■ WHAT THE TASK ASKS
Rewrite in full the stretch of the listing from the line containing "Q: For each instance of the stone ledge" through the line containing "x=254 y=278", shifting every x and y coordinate in the answers up by 101. Keep every other line as it is, along with the sample values in the lines that ask.

[Saved data entries]
————

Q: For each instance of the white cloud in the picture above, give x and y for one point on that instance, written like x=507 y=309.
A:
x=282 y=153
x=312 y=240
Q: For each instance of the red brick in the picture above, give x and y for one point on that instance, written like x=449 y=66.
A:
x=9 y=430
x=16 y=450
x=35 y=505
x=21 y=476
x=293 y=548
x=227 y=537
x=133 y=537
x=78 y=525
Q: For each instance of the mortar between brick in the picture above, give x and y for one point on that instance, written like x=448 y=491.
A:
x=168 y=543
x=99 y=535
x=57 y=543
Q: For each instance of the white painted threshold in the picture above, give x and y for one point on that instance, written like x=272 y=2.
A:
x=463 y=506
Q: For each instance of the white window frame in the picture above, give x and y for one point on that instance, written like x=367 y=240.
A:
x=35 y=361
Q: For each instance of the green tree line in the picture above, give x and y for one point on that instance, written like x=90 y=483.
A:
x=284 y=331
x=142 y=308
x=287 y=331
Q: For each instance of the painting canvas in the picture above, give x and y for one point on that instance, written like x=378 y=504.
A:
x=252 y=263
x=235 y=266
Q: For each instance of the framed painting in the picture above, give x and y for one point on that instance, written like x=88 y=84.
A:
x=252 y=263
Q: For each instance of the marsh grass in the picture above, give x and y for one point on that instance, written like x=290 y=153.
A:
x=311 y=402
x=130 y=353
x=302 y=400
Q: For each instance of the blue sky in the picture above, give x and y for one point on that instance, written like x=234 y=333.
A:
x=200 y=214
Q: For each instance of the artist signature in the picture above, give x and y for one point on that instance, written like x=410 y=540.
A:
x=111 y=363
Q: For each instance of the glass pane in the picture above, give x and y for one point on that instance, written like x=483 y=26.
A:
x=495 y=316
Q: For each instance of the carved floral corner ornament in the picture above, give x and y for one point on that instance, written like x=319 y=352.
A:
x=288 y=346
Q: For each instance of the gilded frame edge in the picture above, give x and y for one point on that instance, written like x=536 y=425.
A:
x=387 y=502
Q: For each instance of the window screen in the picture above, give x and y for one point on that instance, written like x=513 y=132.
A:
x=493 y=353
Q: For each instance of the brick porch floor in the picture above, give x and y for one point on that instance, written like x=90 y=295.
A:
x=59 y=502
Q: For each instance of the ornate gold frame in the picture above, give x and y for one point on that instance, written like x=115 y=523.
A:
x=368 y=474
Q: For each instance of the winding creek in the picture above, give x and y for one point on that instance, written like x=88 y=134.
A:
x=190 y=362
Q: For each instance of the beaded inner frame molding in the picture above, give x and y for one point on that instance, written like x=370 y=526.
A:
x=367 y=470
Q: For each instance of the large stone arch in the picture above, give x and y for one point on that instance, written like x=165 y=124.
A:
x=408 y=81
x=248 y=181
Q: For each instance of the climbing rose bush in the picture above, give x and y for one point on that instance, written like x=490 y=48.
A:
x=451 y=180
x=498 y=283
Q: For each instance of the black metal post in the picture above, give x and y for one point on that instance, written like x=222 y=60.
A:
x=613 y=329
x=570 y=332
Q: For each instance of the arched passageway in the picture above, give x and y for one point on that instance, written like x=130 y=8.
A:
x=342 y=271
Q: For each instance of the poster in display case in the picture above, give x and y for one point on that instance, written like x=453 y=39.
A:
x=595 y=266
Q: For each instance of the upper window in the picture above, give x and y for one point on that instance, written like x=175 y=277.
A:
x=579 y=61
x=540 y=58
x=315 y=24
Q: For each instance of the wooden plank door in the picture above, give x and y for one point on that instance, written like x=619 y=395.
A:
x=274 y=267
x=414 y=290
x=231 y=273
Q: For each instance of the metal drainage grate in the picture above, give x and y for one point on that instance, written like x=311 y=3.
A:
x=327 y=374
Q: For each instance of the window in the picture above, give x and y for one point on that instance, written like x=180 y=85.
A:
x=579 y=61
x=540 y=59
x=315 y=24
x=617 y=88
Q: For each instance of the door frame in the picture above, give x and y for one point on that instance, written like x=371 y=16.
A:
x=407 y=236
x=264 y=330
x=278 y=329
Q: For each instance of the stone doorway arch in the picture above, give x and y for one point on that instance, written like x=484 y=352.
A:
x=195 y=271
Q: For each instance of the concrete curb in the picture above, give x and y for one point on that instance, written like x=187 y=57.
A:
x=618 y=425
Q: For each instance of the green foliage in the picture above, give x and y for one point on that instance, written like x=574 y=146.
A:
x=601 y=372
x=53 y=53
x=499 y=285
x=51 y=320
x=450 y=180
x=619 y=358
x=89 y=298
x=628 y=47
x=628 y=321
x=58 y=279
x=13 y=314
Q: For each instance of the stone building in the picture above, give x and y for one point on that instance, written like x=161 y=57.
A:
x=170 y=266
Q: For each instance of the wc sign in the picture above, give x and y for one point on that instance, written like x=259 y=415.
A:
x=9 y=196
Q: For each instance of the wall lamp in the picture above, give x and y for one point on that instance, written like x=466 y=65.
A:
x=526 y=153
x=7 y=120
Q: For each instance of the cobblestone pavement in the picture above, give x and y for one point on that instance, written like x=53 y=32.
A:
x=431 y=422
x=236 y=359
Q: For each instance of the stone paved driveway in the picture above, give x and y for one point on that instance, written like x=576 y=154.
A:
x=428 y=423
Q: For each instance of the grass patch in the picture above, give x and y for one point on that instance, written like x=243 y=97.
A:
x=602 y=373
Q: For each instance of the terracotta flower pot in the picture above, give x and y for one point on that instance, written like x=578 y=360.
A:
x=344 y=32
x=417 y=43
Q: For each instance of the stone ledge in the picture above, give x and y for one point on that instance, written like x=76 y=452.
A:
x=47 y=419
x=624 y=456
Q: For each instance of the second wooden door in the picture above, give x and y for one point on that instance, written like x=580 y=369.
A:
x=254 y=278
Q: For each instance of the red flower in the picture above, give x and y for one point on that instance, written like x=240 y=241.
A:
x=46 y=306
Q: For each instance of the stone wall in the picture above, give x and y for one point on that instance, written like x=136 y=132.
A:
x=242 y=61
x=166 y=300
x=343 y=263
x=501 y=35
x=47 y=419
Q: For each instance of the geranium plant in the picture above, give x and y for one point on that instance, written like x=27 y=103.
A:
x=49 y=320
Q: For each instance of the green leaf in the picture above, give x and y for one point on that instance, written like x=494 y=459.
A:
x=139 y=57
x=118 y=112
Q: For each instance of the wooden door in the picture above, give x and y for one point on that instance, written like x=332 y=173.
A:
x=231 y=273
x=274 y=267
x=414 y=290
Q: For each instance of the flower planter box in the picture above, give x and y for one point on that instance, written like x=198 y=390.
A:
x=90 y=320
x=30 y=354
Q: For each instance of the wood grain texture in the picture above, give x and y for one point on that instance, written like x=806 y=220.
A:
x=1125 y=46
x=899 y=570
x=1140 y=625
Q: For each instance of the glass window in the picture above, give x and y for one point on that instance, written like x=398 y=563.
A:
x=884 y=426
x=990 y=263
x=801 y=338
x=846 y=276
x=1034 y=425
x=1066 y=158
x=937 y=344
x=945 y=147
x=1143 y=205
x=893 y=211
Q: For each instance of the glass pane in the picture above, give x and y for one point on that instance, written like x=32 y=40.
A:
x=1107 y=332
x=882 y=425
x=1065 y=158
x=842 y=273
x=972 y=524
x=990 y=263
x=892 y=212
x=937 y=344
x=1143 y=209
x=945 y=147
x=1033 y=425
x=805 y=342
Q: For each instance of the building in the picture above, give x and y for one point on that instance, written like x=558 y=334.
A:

————

■ EXERCISE OUTPUT
Q: For each instance of the stone ledge in the picture above, give x and y for one point on that instance, written like x=76 y=452.
A:
x=148 y=520
x=725 y=557
Q: For each instance of the second wooden door in the picture above, give x and y for one point on that instance, written like x=580 y=369.
A:
x=355 y=379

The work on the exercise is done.